____ Task input

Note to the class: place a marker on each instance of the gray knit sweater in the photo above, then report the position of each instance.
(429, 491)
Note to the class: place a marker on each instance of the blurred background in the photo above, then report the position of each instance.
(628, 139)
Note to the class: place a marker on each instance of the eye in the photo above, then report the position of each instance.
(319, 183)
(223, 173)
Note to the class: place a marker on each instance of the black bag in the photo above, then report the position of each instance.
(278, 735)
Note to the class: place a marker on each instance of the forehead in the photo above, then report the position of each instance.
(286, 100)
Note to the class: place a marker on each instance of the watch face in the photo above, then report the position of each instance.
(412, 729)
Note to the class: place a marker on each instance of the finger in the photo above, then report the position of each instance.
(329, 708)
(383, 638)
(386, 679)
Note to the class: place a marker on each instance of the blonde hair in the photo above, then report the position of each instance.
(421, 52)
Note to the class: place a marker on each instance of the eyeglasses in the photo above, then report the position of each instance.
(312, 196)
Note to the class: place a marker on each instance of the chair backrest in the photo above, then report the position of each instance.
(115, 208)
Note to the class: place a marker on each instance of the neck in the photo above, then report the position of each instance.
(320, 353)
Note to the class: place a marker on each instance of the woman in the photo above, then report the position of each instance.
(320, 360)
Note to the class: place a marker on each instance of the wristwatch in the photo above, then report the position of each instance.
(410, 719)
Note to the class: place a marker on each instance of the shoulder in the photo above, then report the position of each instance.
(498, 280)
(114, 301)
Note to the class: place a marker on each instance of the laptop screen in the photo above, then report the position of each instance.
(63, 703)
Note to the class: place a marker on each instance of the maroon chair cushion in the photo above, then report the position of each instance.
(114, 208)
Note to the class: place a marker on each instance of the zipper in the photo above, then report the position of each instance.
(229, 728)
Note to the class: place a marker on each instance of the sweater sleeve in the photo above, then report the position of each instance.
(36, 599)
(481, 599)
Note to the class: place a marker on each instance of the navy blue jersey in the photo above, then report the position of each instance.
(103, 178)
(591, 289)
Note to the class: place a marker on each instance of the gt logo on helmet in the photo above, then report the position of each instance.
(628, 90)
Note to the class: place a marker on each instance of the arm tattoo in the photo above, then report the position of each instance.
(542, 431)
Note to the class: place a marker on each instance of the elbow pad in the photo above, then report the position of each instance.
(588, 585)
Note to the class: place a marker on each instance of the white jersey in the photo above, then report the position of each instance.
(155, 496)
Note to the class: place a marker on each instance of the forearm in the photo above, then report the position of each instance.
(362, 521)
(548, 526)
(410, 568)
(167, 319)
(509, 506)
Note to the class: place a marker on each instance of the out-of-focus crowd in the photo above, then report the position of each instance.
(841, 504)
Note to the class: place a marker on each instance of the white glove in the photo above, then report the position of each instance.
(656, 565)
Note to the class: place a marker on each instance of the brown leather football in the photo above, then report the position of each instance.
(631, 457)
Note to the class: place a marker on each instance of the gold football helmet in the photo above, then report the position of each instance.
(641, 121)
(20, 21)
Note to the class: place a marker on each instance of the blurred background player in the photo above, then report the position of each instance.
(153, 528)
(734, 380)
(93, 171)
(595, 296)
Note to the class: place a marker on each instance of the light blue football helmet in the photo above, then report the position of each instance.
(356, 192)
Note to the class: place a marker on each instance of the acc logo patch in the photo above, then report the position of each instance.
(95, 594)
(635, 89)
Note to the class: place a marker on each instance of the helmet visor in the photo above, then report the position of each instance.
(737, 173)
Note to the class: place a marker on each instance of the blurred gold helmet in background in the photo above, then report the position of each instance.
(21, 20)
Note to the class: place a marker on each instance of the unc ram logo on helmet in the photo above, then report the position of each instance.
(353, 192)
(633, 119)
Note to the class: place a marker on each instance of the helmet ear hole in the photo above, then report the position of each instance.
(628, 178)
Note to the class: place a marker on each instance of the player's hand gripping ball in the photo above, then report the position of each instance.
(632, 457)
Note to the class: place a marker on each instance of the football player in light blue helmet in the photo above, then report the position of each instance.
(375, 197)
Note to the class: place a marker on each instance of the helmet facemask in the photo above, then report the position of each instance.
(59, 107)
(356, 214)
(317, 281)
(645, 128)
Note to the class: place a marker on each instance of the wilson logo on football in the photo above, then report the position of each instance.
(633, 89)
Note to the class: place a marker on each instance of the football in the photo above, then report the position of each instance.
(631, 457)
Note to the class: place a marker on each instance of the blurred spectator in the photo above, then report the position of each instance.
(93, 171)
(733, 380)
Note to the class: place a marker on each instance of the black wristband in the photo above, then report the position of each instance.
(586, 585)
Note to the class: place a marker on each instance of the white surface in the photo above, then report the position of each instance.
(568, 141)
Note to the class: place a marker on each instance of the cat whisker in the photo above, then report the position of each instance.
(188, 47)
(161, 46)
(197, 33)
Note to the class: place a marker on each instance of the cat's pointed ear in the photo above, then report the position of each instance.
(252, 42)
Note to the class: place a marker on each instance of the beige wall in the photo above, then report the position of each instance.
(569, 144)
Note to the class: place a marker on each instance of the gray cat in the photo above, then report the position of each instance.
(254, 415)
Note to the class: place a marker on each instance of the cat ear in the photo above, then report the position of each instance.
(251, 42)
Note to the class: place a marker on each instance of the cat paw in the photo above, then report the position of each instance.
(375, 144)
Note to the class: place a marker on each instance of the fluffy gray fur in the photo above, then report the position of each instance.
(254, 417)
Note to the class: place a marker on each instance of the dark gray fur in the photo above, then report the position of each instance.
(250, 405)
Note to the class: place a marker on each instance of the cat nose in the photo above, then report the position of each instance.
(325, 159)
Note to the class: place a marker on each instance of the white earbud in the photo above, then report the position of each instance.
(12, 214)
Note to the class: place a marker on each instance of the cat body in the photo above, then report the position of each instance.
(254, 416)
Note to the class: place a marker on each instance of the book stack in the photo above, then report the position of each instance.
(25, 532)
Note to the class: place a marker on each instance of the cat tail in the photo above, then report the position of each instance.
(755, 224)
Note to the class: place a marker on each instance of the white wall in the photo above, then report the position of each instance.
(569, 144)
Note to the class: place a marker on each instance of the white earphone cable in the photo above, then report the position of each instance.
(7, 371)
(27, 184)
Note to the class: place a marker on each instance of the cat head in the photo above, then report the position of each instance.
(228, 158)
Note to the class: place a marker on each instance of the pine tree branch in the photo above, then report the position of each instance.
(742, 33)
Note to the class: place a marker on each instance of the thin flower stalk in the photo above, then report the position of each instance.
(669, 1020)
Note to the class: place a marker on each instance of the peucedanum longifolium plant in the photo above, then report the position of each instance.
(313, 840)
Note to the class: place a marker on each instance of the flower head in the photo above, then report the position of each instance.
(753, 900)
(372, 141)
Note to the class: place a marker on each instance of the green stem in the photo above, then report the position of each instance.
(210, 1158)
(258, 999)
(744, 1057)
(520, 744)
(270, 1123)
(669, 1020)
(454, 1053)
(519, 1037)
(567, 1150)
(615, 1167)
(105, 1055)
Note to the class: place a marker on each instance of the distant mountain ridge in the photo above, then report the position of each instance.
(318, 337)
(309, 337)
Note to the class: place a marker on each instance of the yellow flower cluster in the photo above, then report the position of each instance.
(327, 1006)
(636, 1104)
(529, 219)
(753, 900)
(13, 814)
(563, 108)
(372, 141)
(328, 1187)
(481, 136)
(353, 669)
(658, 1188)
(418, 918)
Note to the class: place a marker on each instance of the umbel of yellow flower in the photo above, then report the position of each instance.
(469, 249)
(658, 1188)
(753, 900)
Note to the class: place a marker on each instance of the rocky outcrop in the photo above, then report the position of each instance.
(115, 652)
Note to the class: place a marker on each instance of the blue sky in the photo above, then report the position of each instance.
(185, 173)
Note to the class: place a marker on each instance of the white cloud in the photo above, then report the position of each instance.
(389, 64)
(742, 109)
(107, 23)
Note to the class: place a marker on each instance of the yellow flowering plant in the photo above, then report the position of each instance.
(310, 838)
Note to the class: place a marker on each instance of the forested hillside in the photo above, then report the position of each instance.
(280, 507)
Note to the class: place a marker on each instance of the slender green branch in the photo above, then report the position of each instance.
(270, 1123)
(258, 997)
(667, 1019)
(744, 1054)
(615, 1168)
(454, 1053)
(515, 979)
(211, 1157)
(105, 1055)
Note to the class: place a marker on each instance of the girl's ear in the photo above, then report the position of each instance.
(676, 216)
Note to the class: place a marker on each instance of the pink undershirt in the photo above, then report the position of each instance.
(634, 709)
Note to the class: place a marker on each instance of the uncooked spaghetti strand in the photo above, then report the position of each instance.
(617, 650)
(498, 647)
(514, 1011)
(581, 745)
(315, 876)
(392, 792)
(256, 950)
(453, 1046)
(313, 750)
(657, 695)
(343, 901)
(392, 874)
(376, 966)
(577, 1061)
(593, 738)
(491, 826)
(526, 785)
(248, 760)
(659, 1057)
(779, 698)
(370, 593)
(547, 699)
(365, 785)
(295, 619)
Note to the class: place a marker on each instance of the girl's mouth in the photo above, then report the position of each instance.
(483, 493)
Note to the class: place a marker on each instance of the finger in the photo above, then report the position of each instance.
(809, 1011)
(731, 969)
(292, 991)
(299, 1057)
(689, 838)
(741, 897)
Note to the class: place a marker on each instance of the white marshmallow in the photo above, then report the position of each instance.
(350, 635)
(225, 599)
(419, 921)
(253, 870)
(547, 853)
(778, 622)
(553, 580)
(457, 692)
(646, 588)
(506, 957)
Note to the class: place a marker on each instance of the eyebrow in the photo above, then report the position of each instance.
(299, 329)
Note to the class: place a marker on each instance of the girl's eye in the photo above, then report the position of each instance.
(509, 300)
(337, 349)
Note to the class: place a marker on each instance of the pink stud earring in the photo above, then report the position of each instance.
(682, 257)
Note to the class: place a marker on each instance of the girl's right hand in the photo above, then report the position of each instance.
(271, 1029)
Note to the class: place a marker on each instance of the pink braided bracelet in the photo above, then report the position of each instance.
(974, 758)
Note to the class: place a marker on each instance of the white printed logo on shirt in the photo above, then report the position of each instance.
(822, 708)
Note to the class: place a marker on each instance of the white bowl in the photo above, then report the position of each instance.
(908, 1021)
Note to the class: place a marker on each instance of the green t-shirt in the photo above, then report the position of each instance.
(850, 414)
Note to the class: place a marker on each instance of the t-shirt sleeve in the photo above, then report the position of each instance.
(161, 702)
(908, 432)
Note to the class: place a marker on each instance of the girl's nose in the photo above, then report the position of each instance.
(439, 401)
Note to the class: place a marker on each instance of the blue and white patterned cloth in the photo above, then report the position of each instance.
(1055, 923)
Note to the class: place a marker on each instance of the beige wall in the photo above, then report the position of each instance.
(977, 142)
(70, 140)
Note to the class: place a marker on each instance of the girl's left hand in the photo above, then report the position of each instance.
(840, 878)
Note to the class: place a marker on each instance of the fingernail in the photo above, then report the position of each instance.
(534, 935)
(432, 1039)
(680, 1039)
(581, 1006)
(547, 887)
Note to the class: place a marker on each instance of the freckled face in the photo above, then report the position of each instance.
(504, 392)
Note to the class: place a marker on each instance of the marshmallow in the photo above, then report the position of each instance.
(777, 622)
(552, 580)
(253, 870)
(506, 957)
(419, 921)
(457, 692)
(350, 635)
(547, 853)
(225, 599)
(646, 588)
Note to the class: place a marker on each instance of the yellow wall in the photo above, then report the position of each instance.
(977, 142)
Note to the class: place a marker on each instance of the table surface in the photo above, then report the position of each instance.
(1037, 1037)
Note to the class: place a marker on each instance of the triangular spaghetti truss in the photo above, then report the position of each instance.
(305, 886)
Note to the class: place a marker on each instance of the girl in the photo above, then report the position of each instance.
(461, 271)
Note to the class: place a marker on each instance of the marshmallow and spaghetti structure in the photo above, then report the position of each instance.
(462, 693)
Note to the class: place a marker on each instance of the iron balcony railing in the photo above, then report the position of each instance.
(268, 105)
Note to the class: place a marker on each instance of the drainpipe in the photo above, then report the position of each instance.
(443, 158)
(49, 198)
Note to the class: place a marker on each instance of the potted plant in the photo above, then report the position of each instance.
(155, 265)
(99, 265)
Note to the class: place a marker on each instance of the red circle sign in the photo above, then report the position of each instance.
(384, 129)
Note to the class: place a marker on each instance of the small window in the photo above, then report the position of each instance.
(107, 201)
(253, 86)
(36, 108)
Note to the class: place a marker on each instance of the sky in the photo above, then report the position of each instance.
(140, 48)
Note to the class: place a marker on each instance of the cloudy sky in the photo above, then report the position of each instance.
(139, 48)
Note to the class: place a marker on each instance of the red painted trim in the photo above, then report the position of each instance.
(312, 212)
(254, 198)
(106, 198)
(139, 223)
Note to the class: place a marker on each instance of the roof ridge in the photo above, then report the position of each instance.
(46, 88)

________

Write out once more the lines above beginning at the line with "the red circle"; continue through the final line and stop there.

Note to the class: place a marker on each instance of the red circle sign in the photo above, then report the position of each instance.
(384, 129)
Note to the class: place a marker on each instance of the small window in the photo above, then report the position of each instance.
(107, 201)
(253, 86)
(36, 108)
Note to the class: place a marker on each instance of the sky in the photo above, then report the position of each instance.
(140, 48)
Note to the class: place a marker on each instance of the cloudy sky in the photo above, then report the position of each instance.
(139, 48)
Note to the class: place a marker on each instance of the red painted trim in the photo above, then report the position of each instance.
(312, 212)
(254, 198)
(106, 198)
(139, 223)
Note to the class: place a marker on each instance of the roof ridge in the photo above, then report the position of each instance.
(46, 88)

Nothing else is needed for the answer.